Work to complete →
1. How would you say this sentence from the AgentInstruct passage in Spanish: "This approach circumvents the necessity for pre-defined prompts by using raw documents and source code as seeds."?
2. Can you write the next part of the AgentInstruct passage, picking up right after its final line?

Text provided →
AgentInstruct Framework: The core innovation lies in its extensible agentic workflows, which facilitate the automatic generation of large amounts of diverse, high-quality synthetic data. This approach circumvents the necessity for pre-defined prompts by using raw documents and source code as seeds.

Data Generation: The framework generates both prompts and responses using agentic flows. This involves:

Content Transformation: transforming raw data into intermediate forms conducive to task-specific instructions.
Instruction Creation: generating a variety of instructions from transformed data.
Instruction Refinement: enhancing the complexity and quality of instructions through iterative refinement.

(Rows from a data collection)
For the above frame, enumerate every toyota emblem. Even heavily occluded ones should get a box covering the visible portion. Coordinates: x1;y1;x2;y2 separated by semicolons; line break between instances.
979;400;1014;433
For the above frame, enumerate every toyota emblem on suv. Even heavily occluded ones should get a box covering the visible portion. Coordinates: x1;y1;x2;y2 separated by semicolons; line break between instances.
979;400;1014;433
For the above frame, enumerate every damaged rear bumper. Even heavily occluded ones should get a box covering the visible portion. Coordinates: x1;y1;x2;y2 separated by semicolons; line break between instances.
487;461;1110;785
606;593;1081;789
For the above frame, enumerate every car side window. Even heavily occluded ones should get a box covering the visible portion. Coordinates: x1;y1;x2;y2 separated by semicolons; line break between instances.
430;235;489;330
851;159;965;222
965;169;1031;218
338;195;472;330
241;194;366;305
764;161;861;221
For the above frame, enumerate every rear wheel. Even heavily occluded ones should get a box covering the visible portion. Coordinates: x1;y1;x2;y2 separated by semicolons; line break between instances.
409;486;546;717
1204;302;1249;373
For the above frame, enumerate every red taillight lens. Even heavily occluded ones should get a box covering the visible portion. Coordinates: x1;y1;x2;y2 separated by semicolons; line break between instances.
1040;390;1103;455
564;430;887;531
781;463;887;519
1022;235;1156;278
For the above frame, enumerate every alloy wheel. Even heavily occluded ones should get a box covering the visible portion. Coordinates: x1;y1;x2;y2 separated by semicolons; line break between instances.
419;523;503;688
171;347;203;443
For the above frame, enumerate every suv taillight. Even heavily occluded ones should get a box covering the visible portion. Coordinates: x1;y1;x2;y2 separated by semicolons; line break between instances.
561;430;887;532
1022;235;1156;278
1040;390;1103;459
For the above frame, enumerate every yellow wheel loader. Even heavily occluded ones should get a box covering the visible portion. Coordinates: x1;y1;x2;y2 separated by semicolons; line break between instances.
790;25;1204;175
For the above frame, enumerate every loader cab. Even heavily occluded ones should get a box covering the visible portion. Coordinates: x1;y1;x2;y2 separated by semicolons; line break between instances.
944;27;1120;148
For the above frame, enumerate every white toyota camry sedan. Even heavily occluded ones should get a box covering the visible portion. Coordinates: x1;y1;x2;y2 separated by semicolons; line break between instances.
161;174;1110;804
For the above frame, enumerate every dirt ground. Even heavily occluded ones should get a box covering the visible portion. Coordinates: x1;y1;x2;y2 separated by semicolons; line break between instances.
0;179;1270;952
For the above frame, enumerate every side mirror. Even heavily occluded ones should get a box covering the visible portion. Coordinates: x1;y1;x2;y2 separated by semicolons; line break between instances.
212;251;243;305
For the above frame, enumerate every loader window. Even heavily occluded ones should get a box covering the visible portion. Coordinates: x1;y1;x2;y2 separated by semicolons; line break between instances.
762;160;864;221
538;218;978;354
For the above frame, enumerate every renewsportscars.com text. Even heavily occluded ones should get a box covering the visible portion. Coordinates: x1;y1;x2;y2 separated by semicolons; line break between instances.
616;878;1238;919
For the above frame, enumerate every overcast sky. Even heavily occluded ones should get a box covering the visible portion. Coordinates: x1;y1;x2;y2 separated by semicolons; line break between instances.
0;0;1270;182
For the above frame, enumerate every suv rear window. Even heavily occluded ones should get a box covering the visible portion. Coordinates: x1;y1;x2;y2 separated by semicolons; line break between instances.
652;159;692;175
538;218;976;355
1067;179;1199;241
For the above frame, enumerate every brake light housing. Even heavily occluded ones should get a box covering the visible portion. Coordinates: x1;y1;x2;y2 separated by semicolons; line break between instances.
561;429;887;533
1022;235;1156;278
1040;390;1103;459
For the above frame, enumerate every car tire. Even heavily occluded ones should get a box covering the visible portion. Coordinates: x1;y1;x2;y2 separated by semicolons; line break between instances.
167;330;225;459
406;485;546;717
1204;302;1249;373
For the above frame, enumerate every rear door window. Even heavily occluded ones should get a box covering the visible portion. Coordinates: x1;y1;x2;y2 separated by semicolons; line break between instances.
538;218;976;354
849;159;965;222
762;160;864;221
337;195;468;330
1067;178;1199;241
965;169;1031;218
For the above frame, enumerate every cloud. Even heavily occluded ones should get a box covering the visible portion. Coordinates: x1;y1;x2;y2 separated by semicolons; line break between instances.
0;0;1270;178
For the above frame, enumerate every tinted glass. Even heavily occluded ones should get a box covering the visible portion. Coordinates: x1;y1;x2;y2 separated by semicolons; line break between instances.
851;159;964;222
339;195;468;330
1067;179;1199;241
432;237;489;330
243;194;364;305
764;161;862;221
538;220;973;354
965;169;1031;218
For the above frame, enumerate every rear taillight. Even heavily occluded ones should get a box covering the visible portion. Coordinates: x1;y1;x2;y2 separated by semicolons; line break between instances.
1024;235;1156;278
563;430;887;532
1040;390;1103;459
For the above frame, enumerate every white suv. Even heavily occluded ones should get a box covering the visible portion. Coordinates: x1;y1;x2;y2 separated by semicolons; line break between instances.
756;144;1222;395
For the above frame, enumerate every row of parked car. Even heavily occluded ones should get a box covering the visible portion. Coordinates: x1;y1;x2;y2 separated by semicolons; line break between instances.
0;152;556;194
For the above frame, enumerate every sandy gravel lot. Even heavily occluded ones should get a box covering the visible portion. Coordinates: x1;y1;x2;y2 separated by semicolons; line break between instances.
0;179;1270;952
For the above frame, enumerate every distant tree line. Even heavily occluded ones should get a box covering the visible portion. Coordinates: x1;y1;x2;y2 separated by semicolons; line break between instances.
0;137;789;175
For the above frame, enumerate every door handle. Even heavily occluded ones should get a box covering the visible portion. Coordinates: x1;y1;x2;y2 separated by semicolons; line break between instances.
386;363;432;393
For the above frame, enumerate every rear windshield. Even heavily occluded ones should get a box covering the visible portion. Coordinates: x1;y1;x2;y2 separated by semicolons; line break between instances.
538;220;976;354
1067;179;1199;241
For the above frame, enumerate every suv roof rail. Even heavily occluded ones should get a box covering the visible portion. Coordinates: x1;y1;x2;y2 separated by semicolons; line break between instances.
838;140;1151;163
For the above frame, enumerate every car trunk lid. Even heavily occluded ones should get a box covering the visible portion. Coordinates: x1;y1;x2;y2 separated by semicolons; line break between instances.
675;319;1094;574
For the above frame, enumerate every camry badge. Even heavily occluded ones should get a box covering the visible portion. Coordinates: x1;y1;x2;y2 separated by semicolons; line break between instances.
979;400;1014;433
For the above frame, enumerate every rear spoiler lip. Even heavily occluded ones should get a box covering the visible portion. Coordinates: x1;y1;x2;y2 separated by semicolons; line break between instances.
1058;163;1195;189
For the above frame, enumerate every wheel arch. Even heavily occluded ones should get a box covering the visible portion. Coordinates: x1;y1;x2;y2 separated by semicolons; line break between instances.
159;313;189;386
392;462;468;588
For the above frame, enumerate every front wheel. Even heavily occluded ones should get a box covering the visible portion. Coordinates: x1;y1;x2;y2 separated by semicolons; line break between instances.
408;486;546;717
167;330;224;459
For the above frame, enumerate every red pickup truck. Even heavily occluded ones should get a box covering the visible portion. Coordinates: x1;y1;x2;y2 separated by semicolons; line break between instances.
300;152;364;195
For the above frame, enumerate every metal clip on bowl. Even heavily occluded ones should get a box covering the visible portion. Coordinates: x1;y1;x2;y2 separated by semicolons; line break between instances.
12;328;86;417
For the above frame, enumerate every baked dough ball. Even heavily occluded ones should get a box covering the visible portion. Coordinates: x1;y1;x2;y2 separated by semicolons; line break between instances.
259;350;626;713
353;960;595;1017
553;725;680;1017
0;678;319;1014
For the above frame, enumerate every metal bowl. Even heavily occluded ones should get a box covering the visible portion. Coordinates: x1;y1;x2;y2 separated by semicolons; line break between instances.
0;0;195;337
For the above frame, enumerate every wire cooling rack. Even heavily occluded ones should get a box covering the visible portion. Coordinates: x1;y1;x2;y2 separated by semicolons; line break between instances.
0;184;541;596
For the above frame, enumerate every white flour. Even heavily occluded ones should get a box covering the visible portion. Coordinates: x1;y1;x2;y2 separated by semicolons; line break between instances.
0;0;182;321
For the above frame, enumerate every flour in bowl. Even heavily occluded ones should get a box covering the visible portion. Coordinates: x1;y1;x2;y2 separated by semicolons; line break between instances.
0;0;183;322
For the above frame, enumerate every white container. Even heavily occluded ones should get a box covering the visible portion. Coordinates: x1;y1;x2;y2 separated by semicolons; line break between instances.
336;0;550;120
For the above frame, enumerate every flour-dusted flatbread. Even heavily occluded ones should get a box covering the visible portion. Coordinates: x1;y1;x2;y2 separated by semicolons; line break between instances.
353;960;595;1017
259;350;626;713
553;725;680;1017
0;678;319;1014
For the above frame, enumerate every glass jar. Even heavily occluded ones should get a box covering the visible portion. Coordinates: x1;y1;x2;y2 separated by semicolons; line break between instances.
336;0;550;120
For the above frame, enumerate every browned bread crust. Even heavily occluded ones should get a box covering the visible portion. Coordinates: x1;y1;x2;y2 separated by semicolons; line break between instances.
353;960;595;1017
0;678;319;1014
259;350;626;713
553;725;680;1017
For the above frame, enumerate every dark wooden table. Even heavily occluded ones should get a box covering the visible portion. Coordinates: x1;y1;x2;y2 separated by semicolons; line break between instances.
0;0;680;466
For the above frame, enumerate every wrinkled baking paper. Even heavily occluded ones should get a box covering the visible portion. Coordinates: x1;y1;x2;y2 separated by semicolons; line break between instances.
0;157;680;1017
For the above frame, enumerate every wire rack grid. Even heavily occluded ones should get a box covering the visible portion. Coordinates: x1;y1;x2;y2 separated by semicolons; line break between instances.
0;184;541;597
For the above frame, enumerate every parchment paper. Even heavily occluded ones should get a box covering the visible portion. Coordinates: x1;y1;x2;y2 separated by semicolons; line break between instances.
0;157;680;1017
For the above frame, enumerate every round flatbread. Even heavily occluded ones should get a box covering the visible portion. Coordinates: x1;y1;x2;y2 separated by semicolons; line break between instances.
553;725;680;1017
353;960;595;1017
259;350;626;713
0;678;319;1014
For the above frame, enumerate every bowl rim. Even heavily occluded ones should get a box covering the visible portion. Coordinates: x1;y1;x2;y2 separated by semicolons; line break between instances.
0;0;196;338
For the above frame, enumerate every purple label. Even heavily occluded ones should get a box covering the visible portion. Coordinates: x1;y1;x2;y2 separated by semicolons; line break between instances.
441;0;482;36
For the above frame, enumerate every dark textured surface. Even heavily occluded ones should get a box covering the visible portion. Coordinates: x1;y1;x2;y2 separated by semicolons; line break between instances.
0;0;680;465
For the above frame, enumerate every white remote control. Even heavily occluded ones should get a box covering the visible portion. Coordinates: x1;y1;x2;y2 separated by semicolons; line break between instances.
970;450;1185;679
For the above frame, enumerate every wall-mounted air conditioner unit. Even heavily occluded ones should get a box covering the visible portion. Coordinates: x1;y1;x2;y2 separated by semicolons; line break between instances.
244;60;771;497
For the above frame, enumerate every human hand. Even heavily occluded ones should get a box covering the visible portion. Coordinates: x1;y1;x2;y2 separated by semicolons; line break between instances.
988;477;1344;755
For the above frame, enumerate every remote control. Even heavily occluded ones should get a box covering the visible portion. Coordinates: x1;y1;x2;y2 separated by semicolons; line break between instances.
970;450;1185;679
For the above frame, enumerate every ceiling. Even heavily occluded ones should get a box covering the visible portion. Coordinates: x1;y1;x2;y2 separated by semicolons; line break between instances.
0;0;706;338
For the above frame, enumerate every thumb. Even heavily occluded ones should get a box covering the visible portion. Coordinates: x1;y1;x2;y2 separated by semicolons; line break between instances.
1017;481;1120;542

Expected results →
1. Este enfoque evita la necesidad de prompts predefinidos al utilizar documentos sin procesar y código fuente como semillas.

2.
Empirical Evaluation: AgentInstruct demonstrated its utility by creating a synthetic post-training dataset of 25 million pairs to teach LLMs various skills such as text editing, creative writing, and coding. Subsequent fine-tuning of the Mistral-7B model with this dataset resulted in the model Orca-3, which showed notable improvements over baseline models on benchmarks like AGIEval (40% improvement), MMLU (19% improvement), GSM8K (54% improvement), BBH (38% improvement), and AlpacaEval (45% improvement).

Detailed Insights

Reading Comprehension: AgentInstruct's workflows for reading comprehension involve generating diverse question types, ranging from literal comprehension to critical and evaluative questions. Empirical results indicate an 18% improvement over preceding models such as Orca-2.5 and a 21% enhancement relative to Mistral-7B-Instruct. Notably, the fine-tuned model's performance on LSAT reading comprehension matches GPT-4 capabilities, a significant achievement considering human-level difficulty.

Mathematical Reasoning: When assessing mathematical reasoning, Orca-3 showed substantial performance gains, including an improvement of up to 168% on the AGIEval math section. This underscores the robustness of AgentInstruct in teaching high-school to college-level math efficiently.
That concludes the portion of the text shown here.